▶ Rows from a pointing dataset:
* start *

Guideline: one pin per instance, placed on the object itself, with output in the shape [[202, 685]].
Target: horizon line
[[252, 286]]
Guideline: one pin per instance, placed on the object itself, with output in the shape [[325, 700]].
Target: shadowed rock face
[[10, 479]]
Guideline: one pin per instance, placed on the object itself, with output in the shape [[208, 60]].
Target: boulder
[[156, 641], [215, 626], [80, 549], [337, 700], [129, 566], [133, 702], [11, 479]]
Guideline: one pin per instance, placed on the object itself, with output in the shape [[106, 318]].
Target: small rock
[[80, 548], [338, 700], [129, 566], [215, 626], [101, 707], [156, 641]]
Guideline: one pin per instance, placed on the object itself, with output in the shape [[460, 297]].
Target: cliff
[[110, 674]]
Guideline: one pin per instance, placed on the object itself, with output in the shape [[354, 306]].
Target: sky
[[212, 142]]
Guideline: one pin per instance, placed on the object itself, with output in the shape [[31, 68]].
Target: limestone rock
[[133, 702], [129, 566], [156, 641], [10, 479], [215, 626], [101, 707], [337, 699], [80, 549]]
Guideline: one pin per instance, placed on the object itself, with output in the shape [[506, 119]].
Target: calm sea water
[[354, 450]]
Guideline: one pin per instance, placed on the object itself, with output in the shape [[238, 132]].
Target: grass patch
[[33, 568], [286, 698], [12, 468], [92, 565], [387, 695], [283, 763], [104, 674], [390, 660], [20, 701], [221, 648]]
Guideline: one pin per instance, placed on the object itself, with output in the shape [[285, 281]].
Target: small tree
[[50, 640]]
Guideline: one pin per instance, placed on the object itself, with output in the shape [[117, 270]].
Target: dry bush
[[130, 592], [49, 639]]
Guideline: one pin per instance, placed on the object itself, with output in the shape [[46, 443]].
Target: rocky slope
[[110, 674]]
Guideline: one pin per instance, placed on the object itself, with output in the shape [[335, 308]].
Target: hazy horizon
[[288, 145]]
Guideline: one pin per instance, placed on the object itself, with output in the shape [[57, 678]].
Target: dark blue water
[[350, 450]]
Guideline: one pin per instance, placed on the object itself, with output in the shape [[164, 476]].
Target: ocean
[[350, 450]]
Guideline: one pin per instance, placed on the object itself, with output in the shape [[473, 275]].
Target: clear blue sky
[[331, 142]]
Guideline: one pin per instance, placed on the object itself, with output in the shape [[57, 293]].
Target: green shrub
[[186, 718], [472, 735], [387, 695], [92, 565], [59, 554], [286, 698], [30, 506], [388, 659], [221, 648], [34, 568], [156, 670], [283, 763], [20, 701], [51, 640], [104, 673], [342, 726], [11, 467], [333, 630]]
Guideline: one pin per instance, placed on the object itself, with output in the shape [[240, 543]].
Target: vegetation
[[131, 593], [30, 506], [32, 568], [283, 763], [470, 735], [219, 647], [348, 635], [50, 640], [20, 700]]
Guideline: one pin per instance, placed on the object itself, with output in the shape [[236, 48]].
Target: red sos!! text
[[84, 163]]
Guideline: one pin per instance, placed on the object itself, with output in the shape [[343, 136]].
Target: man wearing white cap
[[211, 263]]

* end *

Reproduce word for word everything in the data above from the line containing "shape [[354, 306]]." down to the line containing "[[50, 640]]", with both of those lines included.

▶ COMPLETED EXERCISE:
Guideline: one pin per instance, placed on the object itself, with output in the shape [[354, 306]].
Target: sky
[[212, 142]]
Guideline: one pin per instance, placed on the object itself, with output in the shape [[31, 68]].
Target: limestone rock
[[133, 702], [129, 566], [156, 641], [10, 479], [215, 626], [101, 707], [337, 699], [80, 549]]
Guideline: one pin per instance, placed on the object itself, with output in the shape [[506, 119]].
Target: calm sea water
[[354, 450]]
Guideline: one pin per instance, placed on the object itself, with output in the shape [[238, 132]].
Target: grass patch
[[33, 568], [286, 698], [12, 468], [92, 565], [387, 695], [283, 763], [104, 674], [390, 660], [20, 701], [221, 648]]
Guideline: one pin per instance, placed on the object itself, with output in the shape [[285, 281]].
Target: small tree
[[50, 640]]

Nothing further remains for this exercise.